常温で無色の気体。水に溶けにくい。希硝酸に銅を加えることで発生する。空気中で酸化されやすいため、水上置換で捕集する。

3Cu + 8HNO3 → 3Cu(NO3)2 + 4H2O + 2NO↑

空気中での酸化の反応式は、

2NO + O2 → 2NO2

である。


二酸化窒素 (NO2
 

常温で褐色の気体。水に溶けやすく、反応して硝酸(HNO3)となる。

3NO2 + H2O → 2HNO3 + NO

実験室では濃硝酸に銅を加えることで発生する。水に溶けやすいので下方置換で捕集する。

Cu + 4HNO3 → Cu(NO3)2 + 2H2O + 2NO2

空気中では一部で2分子が結合して四酸化二窒素(N2O4)となる。

+---+

[練習問題]:
A. 窒素酸化物の本文について、(i) 希硝酸に銅を加えて発生する気体は水上置換で捕集する、(ii) 二酸化窒素は常温で無色の気体である、(iii) 空気中では二酸化窒素の一部が四酸化二窒素になる、はそれぞれ本文と合っていますか。「はい」か「いいえ」で答え、判断の決め手となる本文の語句をそのまま引用してください。
B. 窒素酸化物の本文を、最後の文の後から書き進めてください。
エントリーはどの設問にも使いません。

+---+

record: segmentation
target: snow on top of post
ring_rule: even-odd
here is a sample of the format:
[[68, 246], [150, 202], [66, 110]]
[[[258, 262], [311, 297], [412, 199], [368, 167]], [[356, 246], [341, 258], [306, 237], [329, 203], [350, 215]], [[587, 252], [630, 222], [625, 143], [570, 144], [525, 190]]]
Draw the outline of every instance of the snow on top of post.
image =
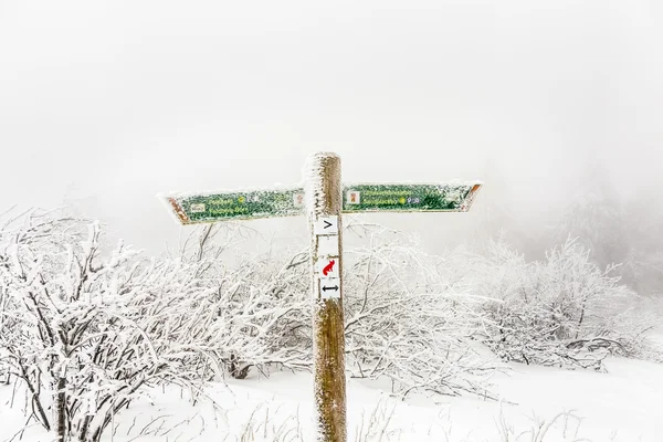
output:
[[304, 161], [304, 198], [306, 215], [308, 219], [317, 219], [325, 214], [325, 201], [323, 196], [324, 171], [323, 164], [326, 158], [339, 158], [335, 152], [316, 152]]

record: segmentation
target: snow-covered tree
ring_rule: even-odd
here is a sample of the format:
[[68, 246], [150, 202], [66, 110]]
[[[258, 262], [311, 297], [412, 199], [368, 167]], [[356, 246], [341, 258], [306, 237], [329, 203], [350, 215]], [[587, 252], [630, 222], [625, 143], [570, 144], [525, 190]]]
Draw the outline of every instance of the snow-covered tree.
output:
[[98, 441], [156, 382], [194, 388], [245, 361], [306, 364], [280, 328], [299, 320], [287, 267], [207, 277], [206, 260], [101, 250], [99, 223], [83, 219], [35, 212], [0, 231], [0, 370], [59, 441]]
[[[503, 242], [475, 265], [474, 288], [493, 296], [483, 309], [490, 322], [483, 340], [505, 360], [600, 369], [607, 351], [636, 356], [650, 326], [630, 315], [635, 294], [601, 270], [576, 239], [526, 262]], [[597, 351], [601, 350], [601, 351]]]

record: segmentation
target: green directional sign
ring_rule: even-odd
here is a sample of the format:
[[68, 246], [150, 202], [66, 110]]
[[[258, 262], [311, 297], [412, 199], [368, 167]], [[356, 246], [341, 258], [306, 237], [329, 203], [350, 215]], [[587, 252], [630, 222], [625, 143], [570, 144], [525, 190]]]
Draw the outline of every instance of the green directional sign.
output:
[[[343, 212], [466, 212], [481, 182], [343, 186]], [[304, 188], [161, 196], [182, 224], [304, 214]]]
[[304, 213], [304, 189], [259, 189], [161, 196], [182, 224]]
[[480, 188], [481, 182], [346, 185], [343, 211], [466, 212]]

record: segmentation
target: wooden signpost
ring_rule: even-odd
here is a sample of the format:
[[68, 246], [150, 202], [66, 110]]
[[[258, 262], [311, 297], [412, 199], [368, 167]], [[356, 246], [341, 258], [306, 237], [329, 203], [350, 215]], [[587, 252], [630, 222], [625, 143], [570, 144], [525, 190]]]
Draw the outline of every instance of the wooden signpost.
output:
[[306, 214], [311, 232], [316, 441], [346, 442], [343, 213], [467, 212], [482, 183], [343, 185], [340, 158], [311, 156], [303, 186], [161, 194], [181, 224]]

+---+

[解答例]:
A.
(i) はい ―「空気中で酸化されやすいため、水上置換で捕集する。」
(ii) いいえ ―「常温で褐色の気体。」
(iii) はい ―「空気中では一部で2分子が結合して四酸化二窒素(N2O4)となる。」

B.
2NO2 ⇄ N2O4

窒素は常温では燃焼しない。すなわち酸素と反応して酸化物にならない。しかし、高温下では窒素と酸素が直接反応して窒素酸化物を生じる。また化石燃料の燃焼によっても窒素酸化物が生成する。そのため車のエンジンなどから窒素酸化物が発生し、大気中に放出されたものが雨水に吸収され、硫黄酸化物と同様に酸性雨の原因となる。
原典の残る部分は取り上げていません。